> PROBLEMS AND TASKS:
(a) Quote the article on Alex Smith word for word, beginning at the words "The words were" and stopping after "him five times.".
(b) Answer these questions using the article on Alex Smith:
(i) What was the final score of the game Indianapolis won in Smith's first start for San Francisco?
(ii) How many head coaches did the 49ers go through during Smith's seasons there?
(iii) Since what year has Smith been Kansas City's quarterback?

> GIVEN TEXT:
╭──

The words were sympathetic and surprising.
Before Alex Smith made his first start for San Francisco in 2005, the mother of legendary 49ers quarterback Steve Young pulled his parents aside and offered her condolences.
"She said, `Oh, I'm so sorry for you. I can't imagine having to go through that ever again,'" Doug Smith recalled. "Both my wife and I were thinking, `Gosh, that's kind of unusual for her to say.'"
It didn't take long for the Smiths to figure out what she meant. It can be tortuous being the parent of an NFL quarterback, particularly one playing for a team as bad as the 49ers were at the time. Indianapolis intercepted four of Smith's passes in that 28-3 rout and sacked him five times.
It was a troubling omen for Smith, selected No. 1 overall, who endured eight tumultuous seasons in San Francisco. The 49ers cycled through three head coaches and seven offensive coordinators during that span.
All that seems a distant memory to Smith, 33, who has been Kansas City's quarterback since 2013. But, as one of the NFL's hottest hands heading into Sunday's game at the Chargers, he has a special appreciation of the relative coaching and system stability he enjoys with the Chiefs.

╰──

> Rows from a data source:

╭──

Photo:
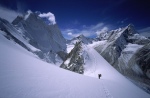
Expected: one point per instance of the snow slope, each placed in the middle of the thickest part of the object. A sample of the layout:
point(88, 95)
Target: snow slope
point(22, 75)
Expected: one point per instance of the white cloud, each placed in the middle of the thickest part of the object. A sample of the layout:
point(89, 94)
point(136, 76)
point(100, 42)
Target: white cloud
point(50, 16)
point(87, 31)
point(8, 14)
point(104, 29)
point(69, 33)
point(145, 32)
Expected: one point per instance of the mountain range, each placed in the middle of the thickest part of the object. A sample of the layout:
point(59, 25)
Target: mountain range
point(124, 49)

╰──

> ANSWERS BELOW:
(a)
The words were sympathetic and surprising.
Before Alex Smith made his first start for San Francisco in 2005, the mother of legendary 49ers quarterback Steve Young pulled his parents aside and offered her condolences.
"She said, `Oh, I'm so sorry for you. I can't imagine having to go through that ever again,'" Doug Smith recalled. "Both my wife and I were thinking, `Gosh, that's kind of unusual for her to say.'"
It didn't take long for the Smiths to figure out what she meant. It can be tortuous being the parent of an NFL quarterback, particularly one playing for a team as bad as the 49ers were at the time. Indianapolis intercepted four of Smith's passes in that 28-3 rout and sacked him five times.

(b)
(i) 28-3
(ii) Three
(iii) 2013